[DATA SHOWN start]

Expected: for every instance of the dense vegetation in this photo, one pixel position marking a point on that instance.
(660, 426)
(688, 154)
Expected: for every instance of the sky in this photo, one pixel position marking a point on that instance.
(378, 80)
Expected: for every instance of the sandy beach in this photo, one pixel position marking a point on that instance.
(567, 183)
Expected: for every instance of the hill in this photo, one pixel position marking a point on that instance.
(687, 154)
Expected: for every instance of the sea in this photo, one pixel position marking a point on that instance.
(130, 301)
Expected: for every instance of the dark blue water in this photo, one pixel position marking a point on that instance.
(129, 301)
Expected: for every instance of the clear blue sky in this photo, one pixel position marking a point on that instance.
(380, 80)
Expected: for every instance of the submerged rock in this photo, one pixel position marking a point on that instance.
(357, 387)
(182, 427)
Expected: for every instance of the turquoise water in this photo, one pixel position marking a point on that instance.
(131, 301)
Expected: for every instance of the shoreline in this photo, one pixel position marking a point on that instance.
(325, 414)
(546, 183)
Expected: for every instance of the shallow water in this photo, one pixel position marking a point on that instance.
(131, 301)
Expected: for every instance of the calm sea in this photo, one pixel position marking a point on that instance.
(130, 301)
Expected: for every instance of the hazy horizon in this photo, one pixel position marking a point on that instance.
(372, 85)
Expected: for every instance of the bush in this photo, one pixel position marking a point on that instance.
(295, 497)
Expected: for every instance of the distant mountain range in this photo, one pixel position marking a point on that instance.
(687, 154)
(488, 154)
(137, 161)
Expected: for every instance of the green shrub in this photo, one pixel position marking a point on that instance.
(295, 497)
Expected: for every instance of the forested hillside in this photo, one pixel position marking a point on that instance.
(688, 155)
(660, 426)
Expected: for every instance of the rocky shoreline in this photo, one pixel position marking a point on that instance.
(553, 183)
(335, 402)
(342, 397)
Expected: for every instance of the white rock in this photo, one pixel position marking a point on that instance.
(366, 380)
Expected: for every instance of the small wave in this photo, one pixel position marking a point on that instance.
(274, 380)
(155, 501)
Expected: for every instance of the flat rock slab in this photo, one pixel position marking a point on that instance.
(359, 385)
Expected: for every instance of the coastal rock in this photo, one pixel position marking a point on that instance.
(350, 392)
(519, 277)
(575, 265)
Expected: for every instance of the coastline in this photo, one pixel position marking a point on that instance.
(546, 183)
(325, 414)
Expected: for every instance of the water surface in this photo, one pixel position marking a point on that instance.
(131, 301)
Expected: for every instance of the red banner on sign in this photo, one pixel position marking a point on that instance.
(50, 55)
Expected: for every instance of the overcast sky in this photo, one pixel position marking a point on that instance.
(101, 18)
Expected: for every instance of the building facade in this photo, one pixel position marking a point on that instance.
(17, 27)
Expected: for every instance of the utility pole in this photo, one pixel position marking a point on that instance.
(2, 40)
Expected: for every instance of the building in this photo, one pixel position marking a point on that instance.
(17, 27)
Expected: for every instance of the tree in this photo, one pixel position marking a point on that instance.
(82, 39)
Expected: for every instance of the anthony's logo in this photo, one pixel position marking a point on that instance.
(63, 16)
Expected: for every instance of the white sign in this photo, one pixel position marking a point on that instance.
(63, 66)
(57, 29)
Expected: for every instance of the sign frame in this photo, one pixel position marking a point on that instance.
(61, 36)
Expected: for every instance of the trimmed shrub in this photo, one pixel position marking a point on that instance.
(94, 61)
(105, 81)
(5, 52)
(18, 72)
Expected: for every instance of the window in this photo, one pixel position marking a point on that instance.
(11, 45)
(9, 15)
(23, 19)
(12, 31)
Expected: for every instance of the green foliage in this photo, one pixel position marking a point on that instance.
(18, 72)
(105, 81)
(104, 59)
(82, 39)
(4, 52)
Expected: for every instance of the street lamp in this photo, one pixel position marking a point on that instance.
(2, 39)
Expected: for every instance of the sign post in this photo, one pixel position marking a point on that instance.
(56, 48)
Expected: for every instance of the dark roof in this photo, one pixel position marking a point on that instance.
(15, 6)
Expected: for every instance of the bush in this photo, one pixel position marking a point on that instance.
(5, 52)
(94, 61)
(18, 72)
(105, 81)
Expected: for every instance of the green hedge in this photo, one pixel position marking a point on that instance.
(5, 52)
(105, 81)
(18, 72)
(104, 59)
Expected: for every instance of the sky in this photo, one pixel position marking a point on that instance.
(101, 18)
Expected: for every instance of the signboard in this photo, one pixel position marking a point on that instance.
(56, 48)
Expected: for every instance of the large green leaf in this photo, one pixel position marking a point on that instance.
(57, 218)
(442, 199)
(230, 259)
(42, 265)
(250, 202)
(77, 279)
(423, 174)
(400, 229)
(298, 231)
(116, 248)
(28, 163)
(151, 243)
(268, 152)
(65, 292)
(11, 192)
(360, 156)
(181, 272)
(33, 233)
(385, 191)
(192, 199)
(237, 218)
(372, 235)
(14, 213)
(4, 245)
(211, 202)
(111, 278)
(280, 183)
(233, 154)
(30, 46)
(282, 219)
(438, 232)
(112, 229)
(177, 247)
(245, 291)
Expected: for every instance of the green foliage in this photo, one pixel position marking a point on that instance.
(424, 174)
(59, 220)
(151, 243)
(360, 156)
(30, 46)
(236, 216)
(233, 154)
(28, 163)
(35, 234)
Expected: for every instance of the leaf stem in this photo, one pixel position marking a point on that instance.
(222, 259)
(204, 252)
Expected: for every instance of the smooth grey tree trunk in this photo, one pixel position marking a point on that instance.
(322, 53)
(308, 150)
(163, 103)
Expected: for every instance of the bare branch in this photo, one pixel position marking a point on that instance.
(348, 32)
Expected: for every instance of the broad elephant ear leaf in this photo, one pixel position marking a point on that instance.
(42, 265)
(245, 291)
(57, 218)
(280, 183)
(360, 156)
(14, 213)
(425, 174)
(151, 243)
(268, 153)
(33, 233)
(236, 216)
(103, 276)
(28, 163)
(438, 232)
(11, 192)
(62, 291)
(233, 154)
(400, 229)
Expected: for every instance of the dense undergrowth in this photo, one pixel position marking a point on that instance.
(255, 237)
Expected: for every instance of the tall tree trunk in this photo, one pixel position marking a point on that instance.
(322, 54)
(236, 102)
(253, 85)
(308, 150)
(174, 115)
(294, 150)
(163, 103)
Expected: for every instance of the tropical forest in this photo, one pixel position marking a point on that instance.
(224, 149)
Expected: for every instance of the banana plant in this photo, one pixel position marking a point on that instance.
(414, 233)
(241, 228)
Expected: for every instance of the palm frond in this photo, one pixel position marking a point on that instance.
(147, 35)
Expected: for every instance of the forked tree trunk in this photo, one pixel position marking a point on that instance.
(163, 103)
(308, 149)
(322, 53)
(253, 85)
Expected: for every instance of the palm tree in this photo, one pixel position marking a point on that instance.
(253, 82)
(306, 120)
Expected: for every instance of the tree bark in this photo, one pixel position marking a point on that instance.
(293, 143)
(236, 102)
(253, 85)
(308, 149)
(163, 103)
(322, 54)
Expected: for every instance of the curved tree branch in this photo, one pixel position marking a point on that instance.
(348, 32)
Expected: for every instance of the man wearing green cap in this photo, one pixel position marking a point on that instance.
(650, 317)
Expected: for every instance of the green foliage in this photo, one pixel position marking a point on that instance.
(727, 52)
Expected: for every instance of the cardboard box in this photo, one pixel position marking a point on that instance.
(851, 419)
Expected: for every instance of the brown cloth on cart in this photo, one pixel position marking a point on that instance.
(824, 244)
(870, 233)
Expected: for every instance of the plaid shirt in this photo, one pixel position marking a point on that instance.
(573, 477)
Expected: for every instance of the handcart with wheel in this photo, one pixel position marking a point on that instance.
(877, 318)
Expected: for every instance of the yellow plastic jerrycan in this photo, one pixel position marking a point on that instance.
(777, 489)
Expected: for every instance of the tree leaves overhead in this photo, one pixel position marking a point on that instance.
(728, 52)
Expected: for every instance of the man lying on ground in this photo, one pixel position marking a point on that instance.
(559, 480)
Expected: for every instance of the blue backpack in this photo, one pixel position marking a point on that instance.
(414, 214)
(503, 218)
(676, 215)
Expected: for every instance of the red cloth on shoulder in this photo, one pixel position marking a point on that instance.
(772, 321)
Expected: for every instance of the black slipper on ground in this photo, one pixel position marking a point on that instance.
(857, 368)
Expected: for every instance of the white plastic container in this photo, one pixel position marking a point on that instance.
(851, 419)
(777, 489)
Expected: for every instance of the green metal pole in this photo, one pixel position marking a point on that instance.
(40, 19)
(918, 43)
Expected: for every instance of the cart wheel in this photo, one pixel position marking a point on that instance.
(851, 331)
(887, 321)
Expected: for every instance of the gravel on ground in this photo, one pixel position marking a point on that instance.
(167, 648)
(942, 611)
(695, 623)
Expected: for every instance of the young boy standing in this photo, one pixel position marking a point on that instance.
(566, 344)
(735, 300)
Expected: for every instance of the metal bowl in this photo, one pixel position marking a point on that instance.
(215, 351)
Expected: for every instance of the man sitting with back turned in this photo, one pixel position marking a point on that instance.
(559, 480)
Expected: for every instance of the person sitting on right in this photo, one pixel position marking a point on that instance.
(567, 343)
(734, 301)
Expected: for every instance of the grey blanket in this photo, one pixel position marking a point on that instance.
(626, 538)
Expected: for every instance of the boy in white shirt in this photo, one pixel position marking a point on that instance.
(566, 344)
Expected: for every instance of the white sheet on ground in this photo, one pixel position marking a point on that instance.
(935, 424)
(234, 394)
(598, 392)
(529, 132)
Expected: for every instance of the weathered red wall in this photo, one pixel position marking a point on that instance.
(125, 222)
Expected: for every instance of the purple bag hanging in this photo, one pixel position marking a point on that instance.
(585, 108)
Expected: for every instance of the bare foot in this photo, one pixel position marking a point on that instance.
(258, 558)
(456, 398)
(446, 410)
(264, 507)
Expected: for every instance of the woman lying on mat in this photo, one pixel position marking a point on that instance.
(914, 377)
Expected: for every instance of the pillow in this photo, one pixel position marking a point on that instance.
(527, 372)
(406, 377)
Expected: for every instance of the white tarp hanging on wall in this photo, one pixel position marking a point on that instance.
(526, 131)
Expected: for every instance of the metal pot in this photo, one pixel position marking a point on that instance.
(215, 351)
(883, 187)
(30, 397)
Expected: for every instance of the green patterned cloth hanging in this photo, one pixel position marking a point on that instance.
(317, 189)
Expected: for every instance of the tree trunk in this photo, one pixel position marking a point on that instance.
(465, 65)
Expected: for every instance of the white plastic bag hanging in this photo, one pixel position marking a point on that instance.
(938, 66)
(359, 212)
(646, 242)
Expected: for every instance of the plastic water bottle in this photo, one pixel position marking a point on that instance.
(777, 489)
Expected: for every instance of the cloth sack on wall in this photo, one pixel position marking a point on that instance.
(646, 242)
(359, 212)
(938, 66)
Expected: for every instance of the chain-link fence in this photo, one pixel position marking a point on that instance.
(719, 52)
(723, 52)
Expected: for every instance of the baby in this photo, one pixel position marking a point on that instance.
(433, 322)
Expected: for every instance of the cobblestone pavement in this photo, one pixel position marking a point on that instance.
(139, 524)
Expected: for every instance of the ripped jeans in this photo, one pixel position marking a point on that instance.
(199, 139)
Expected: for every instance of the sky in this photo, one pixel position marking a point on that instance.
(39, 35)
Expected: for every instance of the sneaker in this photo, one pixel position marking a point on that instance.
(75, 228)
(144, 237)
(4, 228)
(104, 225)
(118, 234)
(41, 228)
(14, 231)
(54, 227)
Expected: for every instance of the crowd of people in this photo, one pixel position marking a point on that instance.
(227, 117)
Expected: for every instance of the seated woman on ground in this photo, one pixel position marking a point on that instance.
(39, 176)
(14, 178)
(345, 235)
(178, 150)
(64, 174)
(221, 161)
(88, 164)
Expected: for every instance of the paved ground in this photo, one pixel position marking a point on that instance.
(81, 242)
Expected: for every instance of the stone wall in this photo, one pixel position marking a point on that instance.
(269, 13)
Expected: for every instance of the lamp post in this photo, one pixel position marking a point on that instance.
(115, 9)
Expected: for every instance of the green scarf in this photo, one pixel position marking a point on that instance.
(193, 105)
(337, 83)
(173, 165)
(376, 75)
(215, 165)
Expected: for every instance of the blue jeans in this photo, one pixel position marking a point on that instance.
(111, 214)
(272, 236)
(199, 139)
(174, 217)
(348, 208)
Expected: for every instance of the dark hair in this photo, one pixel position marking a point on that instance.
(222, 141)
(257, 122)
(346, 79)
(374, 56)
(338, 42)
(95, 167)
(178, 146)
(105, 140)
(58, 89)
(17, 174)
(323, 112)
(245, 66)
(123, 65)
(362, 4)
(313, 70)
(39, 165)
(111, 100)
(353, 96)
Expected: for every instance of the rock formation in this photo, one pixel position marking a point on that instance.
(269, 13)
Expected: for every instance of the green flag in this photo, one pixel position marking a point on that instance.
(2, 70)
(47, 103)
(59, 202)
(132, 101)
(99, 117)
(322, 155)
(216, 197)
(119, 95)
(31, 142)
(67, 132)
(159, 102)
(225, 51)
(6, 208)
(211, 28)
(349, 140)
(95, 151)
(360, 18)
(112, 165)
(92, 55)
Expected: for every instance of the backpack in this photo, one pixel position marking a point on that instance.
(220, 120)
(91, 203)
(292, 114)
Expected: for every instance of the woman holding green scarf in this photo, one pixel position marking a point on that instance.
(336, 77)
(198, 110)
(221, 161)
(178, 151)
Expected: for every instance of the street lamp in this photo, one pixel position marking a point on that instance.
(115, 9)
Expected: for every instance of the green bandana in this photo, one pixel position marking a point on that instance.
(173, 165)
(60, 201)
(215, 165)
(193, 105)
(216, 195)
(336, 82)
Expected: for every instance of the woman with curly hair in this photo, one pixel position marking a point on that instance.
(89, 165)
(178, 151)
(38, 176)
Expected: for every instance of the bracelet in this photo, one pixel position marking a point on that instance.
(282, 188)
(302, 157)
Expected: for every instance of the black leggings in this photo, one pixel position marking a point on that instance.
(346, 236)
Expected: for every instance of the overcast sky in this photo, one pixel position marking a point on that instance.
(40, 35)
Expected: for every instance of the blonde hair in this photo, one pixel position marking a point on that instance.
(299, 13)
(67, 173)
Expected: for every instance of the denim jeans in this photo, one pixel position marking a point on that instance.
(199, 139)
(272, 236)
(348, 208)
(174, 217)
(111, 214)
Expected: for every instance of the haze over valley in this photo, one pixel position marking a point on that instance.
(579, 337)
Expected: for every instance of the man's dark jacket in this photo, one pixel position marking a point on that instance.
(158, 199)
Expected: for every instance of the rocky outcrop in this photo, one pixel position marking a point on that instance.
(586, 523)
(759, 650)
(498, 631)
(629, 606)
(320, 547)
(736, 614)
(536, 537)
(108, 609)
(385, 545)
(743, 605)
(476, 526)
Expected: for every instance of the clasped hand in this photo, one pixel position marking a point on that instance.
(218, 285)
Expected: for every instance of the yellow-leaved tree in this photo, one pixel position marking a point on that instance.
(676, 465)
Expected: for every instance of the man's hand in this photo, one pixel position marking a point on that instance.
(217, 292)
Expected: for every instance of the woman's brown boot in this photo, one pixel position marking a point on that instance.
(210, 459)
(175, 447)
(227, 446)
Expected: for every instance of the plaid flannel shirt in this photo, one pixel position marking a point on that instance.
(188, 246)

[DATA SHOWN end]

Retype only the lines running from the line with "Expected: for every instance of the denim" to the end of the listing, including both of those lines.

Expected: for every instance of the denim jeans in this photo, one pixel position marking a point on that instance.
(199, 139)
(272, 236)
(348, 208)
(174, 217)
(111, 214)
Expected: for every instance of the haze over valley in this photo, one pixel position marking a point on that instance.
(579, 337)
Expected: for every instance of the man's dark jacket in this photo, one pixel position marking a point on that instance.
(158, 199)
Expected: for every instance of the rocky outcrop in this photo, one pixel position marking a point on that instance.
(586, 523)
(759, 650)
(498, 631)
(629, 606)
(320, 547)
(736, 614)
(536, 537)
(108, 609)
(385, 545)
(743, 605)
(476, 526)
Expected: for every instance of the clasped hand in this photo, one pixel position marking a point on that instance.
(218, 285)
Expected: for every instance of the yellow-leaved tree in this photo, one pixel position marking a point on that instance.
(676, 465)
Expected: for every instance of the man's hand in this photo, one pixel position marking a point on that instance.
(217, 292)
Expected: for every instance of the woman's brown boot in this photo, one pixel position marking a point on that instance.
(210, 459)
(175, 447)
(227, 446)
Expected: for every instance of the plaid flannel shirt in this photo, one pixel position marking a point on that instance.
(188, 246)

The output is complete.